To do:
**A.** From the article on the NRA Show 2016, echo word for word the passage that begins at the words "Attendees packed the" and stops after "member advancement officer.".
**B.** Render this sentence from the NRA Show 2016 article in Spanish: "Through sessions such as these, the NRA was able to create memorable events that attendees can’t find anywhere else."
**C.** Carry the article on the NRA Show 2016 forward, writing the next part after its final sentence.

NRA Show 2016: Highlights you may have missed

nra show 2016 world culinary showcase

Attendance at this year’s NRA Show in Chicago substantially surpassed 2015 numbers, with a 7 percent increase in the number of exhibitors as well (2,200). “This year’s Show was high energy and included many changes to make attendees’ experience more personable and relatable,” says Mary Pat Heftman, NRA executive vice president for convention & strategic alliances. “It’s important that attendees are given examples and information that will directly impact their business to make improvements.”

Attendees packed the Grand Ballroom for the new Signature ’16 session on Sunday and for the Show’s first-ever crowdsourced session, Reality Gets Real, on Monday. These unique events, which crossed over from a straight-on lecture to panel discussion and included Q and As with the audience, emphasized the Show’s liveliness and relevance. “The two events, as well as many of the many of the educational sessions, provided a much greater value to attendees,” said Phil Kafarakis, NRA’s chief innovation and member advancement officer.

Through sessions such as these, the NRA was able to create memorable events that attendees can’t find anywhere else. The energy and connectivity of the featured speakers and the way they presented themselves, beyond their external social media personalities, resonated with the audience. “I found the back-and-forth panel discussions to be down-to-earth, with in-the-trenches examples,” said one attendee of the Reality Gets Real session. “I was able to make a personal connection, because I go through the same problems they described.”

Additionally, the NRA Show is a platform not just to pack a room, but also to bring the industry together to share information and exchange dialogue on issues that everyone might not agree on. “We can agree to disagree,” said Kafarakis, “but when you walk out of the Show, you’ll have a new perspective on how to conduct your business and make a positive impact.”

Stored data:
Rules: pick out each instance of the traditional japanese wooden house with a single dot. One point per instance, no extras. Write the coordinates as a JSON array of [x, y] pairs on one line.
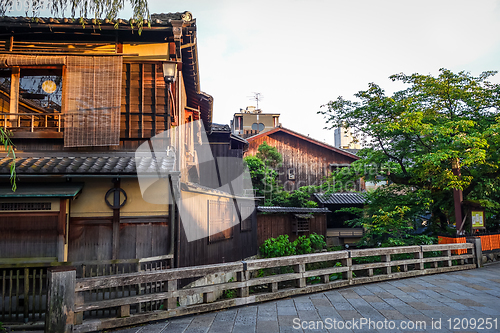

Expected answers:
**A.**
Attendees packed the Grand Ballroom for the new Signature ’16 session on Sunday and for the Show’s first-ever crowdsourced session, Reality Gets Real, on Monday. These unique events, which crossed over from a straight-on lecture to panel discussion and included Q and As with the audience, emphasized the Show’s liveliness and relevance. “The two events, as well as many of the many of the educational sessions, provided a much greater value to attendees,” said Phil Kafarakis, NRA’s chief innovation and member advancement officer.

**B.** Gracias a sesiones como estas, la NRA pudo crear eventos memorables que los asistentes no pueden encontrar en ningún otro lugar.

**C.**
This year’s Show also introduced attendees to the Bellavita Italian Expo, which opened to rave reviews. Attendees got close to never-before seen Italian flavors, foods, wines and cheeses and witnessed amazing demonstrations. “We will to continue to expand this Pavilion as we continue to grow our relationship with them,” Heftman said. “Bellavita is a big part of the Show’s future.”

Other trends highlighted on the Show floor included the continuation of different culinary profiles coming together, such as chili-infused honey, flavor-infused ice, flavor-infused cocktail enhancers, such as bitters, and other key ingredients. “Culinary infusion is not really new, but it continues to expand and push the culinary envelope,” said Heftman.

On the tech side, robotics made an entrance at the Show and demonstrated to attendees how they could boost efficiency, reduce waste and be consistent in food preparation.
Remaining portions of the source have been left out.